(Dataset records):
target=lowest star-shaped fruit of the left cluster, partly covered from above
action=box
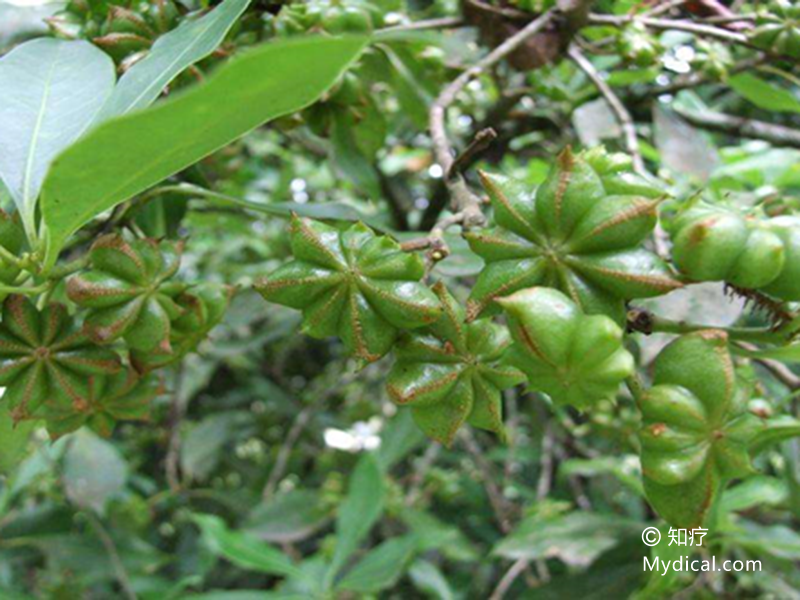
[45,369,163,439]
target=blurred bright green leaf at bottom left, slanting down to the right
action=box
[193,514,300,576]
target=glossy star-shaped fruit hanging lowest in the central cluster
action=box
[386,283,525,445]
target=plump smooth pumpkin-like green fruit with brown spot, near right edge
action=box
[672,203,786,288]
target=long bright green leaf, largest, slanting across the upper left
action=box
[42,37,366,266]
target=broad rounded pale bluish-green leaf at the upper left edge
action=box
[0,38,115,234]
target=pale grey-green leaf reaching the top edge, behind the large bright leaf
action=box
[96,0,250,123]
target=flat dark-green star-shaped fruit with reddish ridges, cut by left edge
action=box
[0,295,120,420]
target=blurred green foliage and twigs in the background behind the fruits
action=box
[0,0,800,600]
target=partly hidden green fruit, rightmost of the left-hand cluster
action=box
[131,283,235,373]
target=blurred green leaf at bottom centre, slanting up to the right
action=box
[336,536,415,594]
...
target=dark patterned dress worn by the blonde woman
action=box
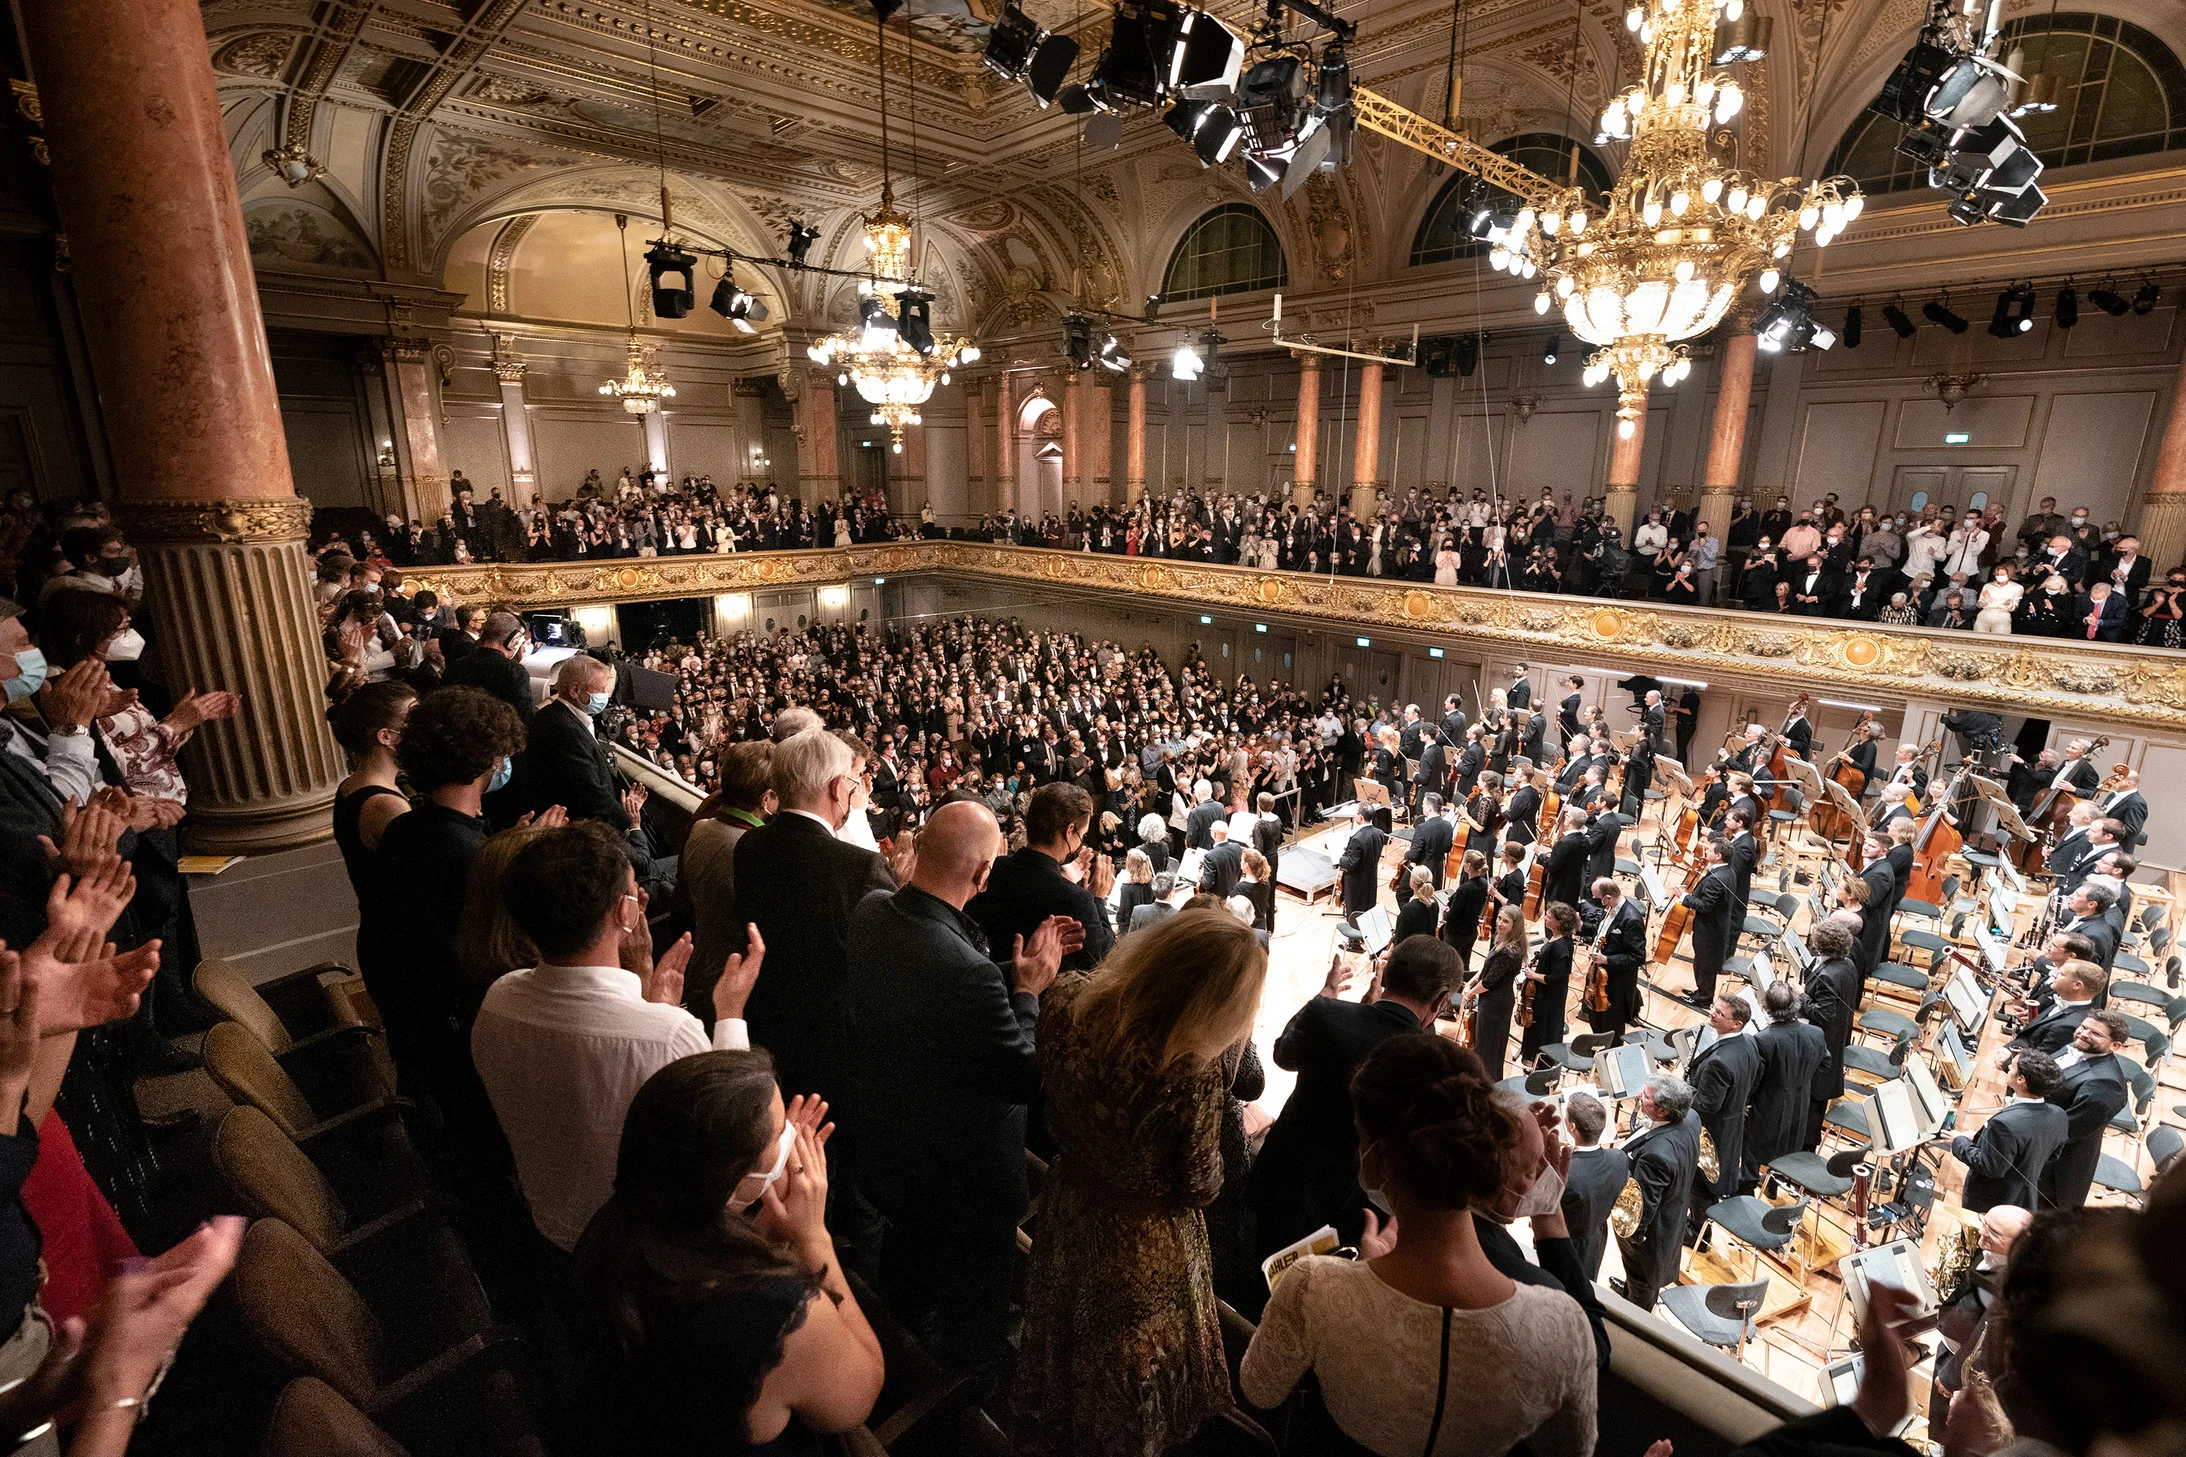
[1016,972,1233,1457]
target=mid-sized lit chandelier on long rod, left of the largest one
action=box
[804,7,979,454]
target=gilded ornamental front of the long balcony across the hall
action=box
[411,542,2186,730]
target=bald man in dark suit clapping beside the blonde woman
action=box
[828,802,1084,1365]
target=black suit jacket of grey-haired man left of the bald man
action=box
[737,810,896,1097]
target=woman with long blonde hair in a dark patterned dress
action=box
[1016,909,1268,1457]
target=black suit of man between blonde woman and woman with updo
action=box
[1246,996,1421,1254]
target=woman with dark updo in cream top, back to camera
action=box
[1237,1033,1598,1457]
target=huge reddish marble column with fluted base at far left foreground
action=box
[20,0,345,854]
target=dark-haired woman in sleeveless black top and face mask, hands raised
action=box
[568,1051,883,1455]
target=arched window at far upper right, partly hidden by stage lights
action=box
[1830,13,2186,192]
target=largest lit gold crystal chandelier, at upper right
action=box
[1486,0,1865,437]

(About this exercise):
Filter the data down to the lines that contain the string "slanting", and copy them.

(Answer for this exercise):
target=blurred bright green leaf at bottom left, slanting down to the right
target=long bright green leaf, largest, slanting across the upper left
target=blurred green leaf at bottom centre, slanting up to the right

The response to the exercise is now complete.